--- START Data to use ---

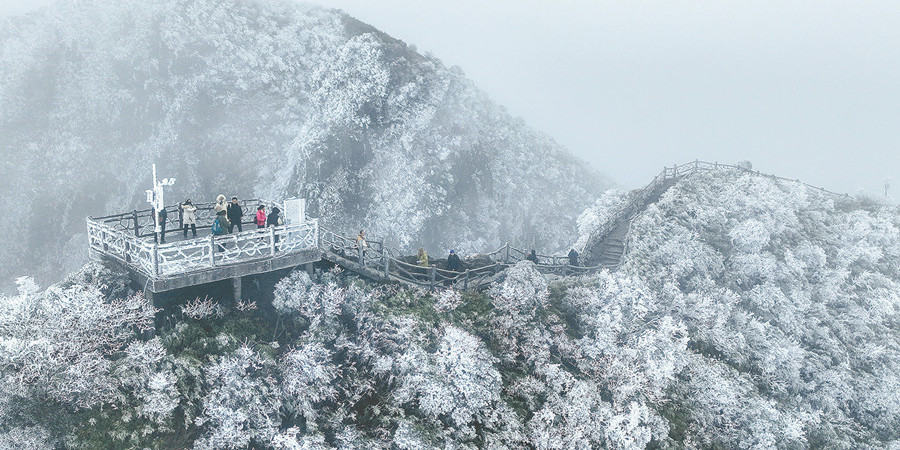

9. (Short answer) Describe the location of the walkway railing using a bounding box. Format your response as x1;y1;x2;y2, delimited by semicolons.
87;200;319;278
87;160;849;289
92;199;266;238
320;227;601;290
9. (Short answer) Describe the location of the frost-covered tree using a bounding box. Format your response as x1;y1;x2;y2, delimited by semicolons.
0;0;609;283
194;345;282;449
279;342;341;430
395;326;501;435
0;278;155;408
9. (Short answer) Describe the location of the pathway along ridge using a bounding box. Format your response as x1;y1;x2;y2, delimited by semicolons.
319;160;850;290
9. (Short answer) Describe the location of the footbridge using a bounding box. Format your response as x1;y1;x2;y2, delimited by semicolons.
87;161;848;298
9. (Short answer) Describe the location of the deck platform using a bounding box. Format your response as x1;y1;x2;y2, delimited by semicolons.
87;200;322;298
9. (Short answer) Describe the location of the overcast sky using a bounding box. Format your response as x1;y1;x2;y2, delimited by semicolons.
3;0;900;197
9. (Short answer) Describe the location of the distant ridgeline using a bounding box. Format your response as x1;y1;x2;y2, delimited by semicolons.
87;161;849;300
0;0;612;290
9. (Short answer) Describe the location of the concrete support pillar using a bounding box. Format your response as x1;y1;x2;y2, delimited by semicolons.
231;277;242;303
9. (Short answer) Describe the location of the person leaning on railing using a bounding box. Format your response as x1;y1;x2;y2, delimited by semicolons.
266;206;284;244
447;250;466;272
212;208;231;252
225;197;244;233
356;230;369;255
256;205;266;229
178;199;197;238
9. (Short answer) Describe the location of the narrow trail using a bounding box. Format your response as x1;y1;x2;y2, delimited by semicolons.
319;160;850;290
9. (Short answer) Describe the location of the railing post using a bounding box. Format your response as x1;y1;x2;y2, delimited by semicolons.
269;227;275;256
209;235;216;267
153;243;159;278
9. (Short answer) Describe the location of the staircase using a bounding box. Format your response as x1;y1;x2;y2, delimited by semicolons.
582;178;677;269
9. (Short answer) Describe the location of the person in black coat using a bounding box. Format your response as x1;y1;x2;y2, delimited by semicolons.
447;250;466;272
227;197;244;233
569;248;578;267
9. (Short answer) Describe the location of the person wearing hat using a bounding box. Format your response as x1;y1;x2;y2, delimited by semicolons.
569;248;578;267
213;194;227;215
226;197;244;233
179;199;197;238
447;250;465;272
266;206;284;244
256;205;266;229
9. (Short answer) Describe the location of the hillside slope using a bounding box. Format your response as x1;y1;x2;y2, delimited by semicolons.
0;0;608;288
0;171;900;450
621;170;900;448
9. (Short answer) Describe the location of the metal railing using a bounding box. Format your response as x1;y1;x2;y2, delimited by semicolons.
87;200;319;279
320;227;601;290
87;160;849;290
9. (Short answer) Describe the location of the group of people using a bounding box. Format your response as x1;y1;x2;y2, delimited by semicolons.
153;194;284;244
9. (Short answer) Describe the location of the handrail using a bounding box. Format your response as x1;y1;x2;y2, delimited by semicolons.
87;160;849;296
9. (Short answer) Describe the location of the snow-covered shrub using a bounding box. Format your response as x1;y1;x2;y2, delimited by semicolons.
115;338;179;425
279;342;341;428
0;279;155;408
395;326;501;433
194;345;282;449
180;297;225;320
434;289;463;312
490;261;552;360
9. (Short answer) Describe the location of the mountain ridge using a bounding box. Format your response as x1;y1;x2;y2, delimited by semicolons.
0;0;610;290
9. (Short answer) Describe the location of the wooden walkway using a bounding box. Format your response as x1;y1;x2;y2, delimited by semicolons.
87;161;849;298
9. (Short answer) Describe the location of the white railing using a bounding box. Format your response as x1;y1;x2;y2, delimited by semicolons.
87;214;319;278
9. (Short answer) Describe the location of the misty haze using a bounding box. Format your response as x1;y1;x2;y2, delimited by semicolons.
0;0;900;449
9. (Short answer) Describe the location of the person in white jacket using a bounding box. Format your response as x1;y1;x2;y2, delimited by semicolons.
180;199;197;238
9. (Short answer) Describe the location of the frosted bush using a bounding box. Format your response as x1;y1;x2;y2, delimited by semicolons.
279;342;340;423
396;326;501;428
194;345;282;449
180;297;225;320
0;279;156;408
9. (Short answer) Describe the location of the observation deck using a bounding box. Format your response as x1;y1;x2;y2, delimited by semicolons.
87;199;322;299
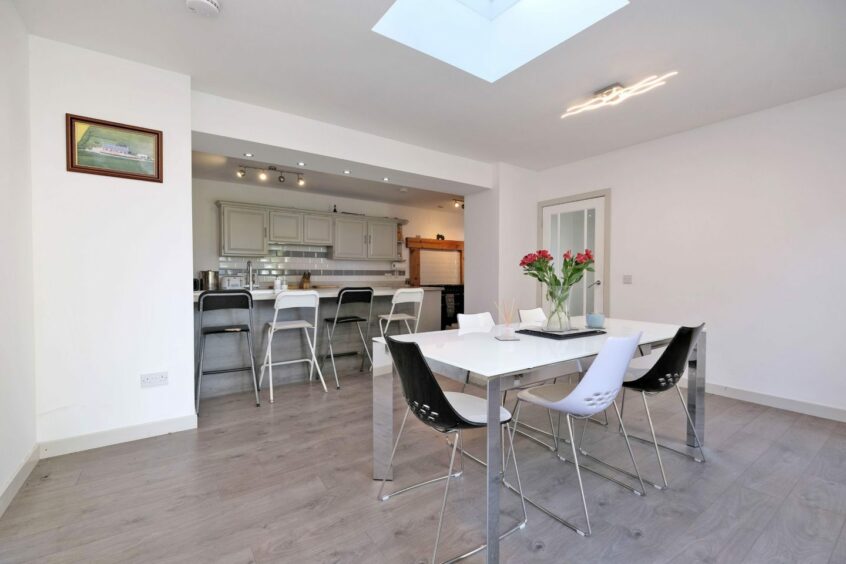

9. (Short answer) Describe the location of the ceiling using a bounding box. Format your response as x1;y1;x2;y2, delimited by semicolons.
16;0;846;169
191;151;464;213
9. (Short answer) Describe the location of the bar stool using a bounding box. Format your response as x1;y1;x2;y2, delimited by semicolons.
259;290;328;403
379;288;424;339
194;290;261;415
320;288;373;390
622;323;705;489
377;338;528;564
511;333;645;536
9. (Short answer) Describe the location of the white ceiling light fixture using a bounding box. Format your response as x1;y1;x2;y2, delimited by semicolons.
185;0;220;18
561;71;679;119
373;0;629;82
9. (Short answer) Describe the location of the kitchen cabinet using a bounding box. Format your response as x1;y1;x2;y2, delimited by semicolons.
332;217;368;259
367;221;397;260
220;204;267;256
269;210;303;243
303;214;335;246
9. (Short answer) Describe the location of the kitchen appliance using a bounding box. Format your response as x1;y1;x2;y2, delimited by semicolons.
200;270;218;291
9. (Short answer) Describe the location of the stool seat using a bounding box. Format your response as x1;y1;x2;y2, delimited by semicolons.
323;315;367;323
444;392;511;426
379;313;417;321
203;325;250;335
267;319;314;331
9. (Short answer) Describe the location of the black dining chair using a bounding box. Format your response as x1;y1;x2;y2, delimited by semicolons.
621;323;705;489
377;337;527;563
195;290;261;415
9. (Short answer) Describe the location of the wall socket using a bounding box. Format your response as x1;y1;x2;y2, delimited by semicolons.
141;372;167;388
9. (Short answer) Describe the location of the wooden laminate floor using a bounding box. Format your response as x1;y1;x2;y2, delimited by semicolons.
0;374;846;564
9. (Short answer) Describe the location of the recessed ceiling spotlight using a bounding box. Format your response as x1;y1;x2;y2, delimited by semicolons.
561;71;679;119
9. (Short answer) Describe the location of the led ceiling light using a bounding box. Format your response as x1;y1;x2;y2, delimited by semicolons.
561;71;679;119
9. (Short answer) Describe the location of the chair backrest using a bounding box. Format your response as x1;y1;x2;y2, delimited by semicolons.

--- END Data to use ---
--- START Data to use ---

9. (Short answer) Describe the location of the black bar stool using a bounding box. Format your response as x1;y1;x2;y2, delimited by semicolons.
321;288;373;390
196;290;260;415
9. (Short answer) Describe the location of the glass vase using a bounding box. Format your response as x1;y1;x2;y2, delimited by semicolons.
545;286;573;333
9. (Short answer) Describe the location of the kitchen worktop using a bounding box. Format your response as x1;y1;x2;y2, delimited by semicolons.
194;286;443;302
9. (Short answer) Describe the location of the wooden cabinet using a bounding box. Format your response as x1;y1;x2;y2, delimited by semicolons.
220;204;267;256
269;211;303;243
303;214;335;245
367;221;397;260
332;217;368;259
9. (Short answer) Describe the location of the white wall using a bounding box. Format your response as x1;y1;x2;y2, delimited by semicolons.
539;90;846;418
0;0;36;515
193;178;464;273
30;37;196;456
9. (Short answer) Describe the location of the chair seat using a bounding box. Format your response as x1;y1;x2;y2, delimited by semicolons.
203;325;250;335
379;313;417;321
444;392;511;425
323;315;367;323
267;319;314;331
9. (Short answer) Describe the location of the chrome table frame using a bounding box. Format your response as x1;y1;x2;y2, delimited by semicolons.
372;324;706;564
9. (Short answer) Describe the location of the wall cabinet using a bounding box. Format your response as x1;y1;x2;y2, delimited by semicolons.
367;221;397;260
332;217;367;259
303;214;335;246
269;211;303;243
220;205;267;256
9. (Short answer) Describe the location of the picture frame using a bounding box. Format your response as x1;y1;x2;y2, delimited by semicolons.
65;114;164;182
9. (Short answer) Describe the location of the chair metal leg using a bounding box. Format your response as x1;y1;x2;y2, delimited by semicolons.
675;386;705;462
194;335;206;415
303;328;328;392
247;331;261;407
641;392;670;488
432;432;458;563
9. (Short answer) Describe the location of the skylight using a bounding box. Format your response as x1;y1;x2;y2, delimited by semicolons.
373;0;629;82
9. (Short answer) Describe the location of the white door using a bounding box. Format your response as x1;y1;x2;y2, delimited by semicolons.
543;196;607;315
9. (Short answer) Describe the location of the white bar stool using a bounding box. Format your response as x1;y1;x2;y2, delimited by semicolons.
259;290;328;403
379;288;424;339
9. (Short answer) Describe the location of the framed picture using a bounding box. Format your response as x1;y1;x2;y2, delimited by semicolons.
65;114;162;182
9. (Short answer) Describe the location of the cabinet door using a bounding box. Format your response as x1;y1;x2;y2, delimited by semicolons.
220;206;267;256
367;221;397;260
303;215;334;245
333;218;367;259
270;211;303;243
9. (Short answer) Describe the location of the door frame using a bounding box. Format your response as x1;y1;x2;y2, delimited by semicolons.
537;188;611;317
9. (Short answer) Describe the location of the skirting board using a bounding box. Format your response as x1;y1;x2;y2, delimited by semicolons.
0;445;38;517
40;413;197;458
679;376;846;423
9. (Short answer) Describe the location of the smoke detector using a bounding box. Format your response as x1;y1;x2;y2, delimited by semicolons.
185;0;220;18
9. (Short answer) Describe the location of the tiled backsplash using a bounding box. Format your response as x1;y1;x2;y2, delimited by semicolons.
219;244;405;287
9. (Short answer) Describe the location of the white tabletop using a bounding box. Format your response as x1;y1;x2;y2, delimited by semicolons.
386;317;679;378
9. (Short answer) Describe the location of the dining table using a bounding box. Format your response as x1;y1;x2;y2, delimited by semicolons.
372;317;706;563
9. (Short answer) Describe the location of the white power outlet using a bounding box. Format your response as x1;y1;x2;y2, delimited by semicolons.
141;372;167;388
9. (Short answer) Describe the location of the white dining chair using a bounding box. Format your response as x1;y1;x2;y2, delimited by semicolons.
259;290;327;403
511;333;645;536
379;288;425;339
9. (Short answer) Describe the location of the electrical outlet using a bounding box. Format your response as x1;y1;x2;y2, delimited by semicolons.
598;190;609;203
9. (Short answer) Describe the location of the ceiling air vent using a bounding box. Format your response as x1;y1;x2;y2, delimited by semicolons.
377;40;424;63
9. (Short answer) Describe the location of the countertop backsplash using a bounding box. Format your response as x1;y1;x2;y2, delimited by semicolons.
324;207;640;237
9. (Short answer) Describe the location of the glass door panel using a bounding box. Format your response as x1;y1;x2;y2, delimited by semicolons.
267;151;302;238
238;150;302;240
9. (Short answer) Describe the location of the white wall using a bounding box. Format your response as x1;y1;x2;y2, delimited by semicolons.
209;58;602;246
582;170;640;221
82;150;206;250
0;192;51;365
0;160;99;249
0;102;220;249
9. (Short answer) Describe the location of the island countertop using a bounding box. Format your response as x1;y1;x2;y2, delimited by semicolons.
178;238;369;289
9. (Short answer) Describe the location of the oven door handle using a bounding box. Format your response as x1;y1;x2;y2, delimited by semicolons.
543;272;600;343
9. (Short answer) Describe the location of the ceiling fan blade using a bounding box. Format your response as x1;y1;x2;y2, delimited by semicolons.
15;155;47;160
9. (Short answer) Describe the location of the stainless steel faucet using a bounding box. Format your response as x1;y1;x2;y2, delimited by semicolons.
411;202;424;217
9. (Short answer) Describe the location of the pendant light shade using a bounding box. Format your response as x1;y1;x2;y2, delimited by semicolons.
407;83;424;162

--- END Data to use ---

Objective - Format the records above as a numbered list, starting at the line containing "9. (Short answer) Describe the location of the white railing" and ending with the line containing "191;151;464;213", both included. Omit blank lines and leave the pictures out of the list.

Solution to this exercise -
1. 9. (Short answer) Describe the location of the white railing using a bounding box. Format your response as x1;y1;x2;y2, delimited by semicolons.
2. 87;214;319;278
3. 9. (Short answer) Describe the location of the misty haze using a bounding box. Format your response as x1;y1;x2;y2, delimited by semicolons.
4. 0;0;900;449
5. 9. (Short answer) Describe the location of the person in white jacket using a bounding box. Format your response as x1;y1;x2;y2, delimited by semicolons.
6. 180;199;197;238
7. 9. (Short answer) Describe the location of the frosted bush using a bounding box. Format your response as x1;y1;x2;y2, delimited by semicolons.
8. 279;342;340;423
9. 396;326;501;428
10. 194;345;282;449
11. 180;297;225;320
12. 0;279;156;408
13. 9. (Short answer) Describe the location of the observation deck using a bounding box. Format your response as x1;y1;x2;y2, delimited by semicolons.
14. 87;199;322;299
15. 9. (Short answer) Describe the location of the ceiling using a bounding box. Format your response as x1;y1;x2;y2, delimited by semicolons.
16. 16;0;846;169
17. 191;151;464;213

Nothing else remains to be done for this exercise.